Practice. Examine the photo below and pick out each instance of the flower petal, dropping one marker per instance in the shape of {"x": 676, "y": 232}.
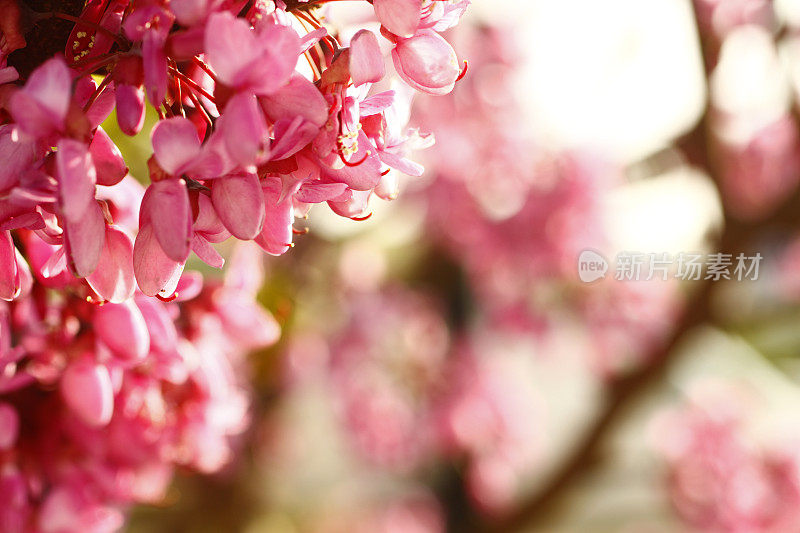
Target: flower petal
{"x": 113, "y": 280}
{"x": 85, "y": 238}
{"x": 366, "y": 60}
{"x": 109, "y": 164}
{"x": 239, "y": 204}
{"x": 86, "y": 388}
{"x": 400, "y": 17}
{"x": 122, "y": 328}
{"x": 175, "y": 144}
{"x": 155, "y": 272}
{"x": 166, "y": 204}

---

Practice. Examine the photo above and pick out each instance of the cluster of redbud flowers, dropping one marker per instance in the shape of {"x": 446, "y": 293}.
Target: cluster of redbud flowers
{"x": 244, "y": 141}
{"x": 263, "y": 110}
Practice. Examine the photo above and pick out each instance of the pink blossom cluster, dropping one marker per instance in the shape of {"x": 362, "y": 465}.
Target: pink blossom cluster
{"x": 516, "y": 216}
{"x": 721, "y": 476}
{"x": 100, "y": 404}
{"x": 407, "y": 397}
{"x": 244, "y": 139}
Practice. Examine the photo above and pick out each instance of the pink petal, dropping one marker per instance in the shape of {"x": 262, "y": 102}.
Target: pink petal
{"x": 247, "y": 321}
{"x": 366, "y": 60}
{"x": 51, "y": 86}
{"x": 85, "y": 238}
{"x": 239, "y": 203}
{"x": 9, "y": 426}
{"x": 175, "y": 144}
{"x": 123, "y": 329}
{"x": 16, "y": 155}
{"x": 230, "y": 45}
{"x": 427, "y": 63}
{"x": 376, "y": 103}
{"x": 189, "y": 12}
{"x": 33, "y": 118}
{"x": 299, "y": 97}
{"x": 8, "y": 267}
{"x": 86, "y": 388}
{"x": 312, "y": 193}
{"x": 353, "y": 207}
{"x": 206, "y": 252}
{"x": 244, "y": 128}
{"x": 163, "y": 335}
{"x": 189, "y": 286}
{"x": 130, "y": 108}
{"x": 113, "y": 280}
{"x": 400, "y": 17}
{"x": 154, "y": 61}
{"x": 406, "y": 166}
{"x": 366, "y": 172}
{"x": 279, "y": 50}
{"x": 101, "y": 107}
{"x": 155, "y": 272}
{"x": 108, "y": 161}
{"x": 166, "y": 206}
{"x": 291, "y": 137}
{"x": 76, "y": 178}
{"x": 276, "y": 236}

* * *

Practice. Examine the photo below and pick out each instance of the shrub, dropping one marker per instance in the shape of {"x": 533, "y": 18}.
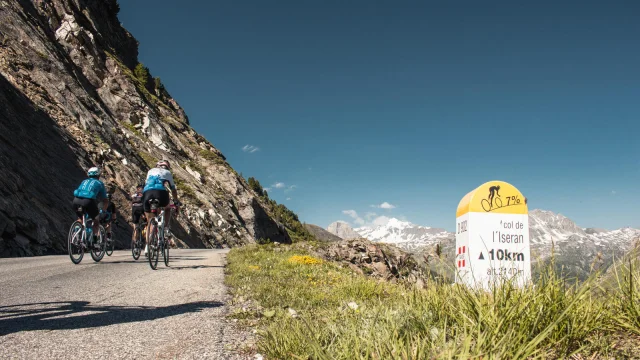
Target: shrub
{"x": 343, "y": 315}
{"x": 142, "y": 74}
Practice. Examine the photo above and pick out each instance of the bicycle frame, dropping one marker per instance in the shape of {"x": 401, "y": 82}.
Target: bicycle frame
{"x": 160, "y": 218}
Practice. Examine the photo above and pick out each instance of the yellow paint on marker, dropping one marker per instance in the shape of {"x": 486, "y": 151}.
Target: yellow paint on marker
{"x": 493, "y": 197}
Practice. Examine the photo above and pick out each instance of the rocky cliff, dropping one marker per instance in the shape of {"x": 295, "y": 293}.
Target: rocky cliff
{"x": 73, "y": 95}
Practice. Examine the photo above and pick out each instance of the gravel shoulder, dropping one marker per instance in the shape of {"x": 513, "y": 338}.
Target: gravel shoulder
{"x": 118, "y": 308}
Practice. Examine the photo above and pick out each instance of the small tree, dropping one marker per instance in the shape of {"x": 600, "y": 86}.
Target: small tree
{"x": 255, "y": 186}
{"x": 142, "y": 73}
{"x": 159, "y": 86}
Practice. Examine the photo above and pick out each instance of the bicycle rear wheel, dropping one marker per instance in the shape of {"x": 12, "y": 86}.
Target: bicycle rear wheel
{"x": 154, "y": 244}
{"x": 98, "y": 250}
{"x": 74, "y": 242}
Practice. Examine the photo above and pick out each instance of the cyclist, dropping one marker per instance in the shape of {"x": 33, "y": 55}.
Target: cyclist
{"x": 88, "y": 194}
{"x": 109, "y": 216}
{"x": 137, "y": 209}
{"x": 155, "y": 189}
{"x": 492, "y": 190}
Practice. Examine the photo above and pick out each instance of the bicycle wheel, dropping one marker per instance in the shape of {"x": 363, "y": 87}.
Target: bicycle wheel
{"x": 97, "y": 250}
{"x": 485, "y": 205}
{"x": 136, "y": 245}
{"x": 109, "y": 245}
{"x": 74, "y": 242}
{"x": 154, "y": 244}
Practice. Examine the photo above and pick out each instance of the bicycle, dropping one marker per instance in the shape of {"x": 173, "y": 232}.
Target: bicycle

→ **Exercise description**: All lines in the entries above that include "below" should be found and copied.

→ **Response to the task**:
Practice. Examine the photo below and pick out each instance of the flower petal, dropping one marker per instance in the shape of {"x": 676, "y": 232}.
Practice. Examine the photo below and pick out each instance of the shrub, dropping one marker per instance in the shape of {"x": 533, "y": 18}.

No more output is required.